EXTRACT PROVIDED:
===
In [2]:
import pandas as pd
import numpy as np 
import matplotlib
# import matplotlib.pyplot as plt 
import seaborn as sns
import turicreate
import sklearn as sk
from sklearn.preprocessing import Imputer
from sklearn.model_selection import train_test_split

### Item - Item similarity model in Turicreate

In [3]:
data_copy = pd.read_pickle("../Data_Cleaning/clean_steam_advanced.pkl")
game_map = pd.read_pickle("../Data_Cleaning/gameMap.pkl")

In [4]:
data_copy.head()

Unnamed: 0,userId,gameName,play,Actions,gameId
41879,5250,Portal 2,1.0,0.06011,3223
41877,5250,Cities Skylines,1.0,0.636464,852
41878,5250,Deus Ex Human Revolution,1.0,0.274033,1248
41880,5250,Alien Swarm,1.0,0.021657,227
41881,5250,Team Fortress 2,1.0,0.003536,4257


According to the documentation [here](https://apple.github.io/turicreate/docs/userguide/recommender/using-trained-models.html), turicreate excludes the items that are observed for each user. In order to test the accuracy of the model, it is important to split a proportion of user's data into train and test for validation. 
but for now, let us just feed all the data in to our model.

There are 3 similarity measurements for similarity type - jaccard, cosine and pearson. In our case, We choose Pearson to measure the loss.

In [5]:
# create SFrame from DataFrame
from turicreate import SFrame

game_sf = SFrame(data=data_copy)

item_item_reco = turicreate.recommender.item_similarity_recommender.create( \
    game_sf, user_id='userId', item_id='gameId', \
    target="Actions", similarity_type='pearson')

In [6]:
# Get the k most similar items for each item in items. Default number is 10.
similar_games = item_item_reco.get_similar_items()

now We have created the model. Turicreate provides a nice functionality for users to check the k most similar items of an input. We would like to expriment our model with a few sample inputs.

In [7]:
# for example to check some results
game_map_sframe = turicreate.SFrame(game_map)
similar_games_named = similar_games.join(game_map_sframe, on="gameId", how="left") \
    .join(game_map_sframe, on={"similar":"gameId"}, how="left")\
    .rename({"gameName.1":"similar_game"}, True) \
    .select_columns(["gameId", "gameName", "similar", "similar_game", "score", "rank"])

# print the result of one game for testing
a =similar_games_named[similar_games_named['gameName']== "Half-Life 2 Episode One"]
a.print_rows(num_rows=10, num_columns=6)
===
DATA:

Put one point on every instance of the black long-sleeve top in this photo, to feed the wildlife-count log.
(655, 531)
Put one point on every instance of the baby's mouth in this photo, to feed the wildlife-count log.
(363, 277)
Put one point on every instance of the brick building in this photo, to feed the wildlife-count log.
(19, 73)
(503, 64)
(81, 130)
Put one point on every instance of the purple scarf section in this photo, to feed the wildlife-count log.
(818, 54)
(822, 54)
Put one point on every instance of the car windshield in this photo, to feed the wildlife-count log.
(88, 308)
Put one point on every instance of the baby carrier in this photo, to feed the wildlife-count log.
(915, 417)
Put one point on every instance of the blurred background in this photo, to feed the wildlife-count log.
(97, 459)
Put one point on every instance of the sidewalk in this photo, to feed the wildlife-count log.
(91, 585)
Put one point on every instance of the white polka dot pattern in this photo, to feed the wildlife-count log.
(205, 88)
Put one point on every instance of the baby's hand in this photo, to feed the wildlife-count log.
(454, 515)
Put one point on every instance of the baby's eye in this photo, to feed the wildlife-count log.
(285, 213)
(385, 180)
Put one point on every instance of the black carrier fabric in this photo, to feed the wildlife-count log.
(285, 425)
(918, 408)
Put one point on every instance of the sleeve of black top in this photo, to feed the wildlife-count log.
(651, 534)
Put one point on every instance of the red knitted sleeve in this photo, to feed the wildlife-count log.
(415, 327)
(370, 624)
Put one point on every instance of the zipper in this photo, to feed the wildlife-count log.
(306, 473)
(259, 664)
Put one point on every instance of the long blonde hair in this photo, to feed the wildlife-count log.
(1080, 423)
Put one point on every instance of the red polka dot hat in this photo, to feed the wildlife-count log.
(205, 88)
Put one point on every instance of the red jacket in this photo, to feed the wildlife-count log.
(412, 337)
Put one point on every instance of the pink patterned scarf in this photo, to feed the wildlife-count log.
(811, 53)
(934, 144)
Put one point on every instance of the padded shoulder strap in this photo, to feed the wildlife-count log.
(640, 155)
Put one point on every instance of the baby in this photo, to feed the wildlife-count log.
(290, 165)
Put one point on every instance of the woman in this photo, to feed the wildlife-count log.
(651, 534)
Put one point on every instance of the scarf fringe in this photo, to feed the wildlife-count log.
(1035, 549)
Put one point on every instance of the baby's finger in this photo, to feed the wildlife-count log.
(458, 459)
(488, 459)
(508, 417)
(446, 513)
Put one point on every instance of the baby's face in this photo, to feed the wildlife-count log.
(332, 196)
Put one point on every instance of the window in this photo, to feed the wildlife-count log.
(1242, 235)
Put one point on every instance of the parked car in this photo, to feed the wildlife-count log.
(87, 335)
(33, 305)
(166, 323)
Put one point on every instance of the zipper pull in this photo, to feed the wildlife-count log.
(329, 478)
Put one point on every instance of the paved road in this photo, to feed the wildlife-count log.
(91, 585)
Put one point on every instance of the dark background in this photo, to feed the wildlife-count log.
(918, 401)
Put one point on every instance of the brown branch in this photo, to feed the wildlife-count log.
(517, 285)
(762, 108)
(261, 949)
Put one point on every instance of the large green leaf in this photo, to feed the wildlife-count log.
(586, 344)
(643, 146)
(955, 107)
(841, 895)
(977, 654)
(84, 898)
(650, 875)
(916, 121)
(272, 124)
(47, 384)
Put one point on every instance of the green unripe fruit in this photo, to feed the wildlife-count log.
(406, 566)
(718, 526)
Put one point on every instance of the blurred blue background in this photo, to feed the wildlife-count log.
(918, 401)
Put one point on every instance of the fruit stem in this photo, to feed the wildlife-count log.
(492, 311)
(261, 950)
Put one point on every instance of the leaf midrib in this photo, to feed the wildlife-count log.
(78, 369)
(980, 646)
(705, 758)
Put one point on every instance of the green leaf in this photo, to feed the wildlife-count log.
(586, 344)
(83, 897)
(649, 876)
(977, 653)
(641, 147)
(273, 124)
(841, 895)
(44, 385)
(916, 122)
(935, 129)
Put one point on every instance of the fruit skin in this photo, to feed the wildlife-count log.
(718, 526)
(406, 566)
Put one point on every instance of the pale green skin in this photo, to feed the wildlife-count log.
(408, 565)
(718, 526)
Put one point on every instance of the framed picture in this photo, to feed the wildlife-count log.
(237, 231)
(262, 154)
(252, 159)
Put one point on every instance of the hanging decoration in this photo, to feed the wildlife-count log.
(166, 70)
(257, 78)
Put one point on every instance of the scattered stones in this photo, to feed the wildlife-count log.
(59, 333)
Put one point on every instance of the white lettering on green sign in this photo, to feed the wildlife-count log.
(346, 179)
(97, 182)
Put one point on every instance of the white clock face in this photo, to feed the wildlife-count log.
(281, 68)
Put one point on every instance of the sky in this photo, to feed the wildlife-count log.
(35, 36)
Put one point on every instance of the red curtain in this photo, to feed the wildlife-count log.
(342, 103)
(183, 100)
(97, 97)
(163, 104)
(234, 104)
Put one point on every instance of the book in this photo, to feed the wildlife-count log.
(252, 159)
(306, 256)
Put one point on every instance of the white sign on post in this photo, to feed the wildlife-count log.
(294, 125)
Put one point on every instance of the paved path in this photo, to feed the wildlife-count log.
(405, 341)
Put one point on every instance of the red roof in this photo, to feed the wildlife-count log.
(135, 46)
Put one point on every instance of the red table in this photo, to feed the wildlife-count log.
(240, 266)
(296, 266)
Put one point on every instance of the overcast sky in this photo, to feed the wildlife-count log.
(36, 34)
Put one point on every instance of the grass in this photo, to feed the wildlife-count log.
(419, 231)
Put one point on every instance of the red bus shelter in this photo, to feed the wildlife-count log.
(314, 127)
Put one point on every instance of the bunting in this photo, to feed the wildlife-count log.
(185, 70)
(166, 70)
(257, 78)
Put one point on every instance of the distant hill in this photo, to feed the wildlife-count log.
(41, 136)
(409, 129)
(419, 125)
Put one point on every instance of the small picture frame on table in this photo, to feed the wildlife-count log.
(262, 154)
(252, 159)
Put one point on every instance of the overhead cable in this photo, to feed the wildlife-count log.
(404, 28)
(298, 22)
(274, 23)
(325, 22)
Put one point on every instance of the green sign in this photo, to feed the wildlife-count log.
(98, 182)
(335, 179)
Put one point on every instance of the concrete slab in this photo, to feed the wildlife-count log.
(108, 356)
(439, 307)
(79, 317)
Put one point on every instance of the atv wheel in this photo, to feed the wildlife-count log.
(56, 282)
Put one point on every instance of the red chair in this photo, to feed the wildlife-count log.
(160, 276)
===
INSTRUCTION: Which similarity type does the notebook choose for the Turicreate item-item model? The data above plays no part in this task.

EXPECTED OUTPUT: Pearson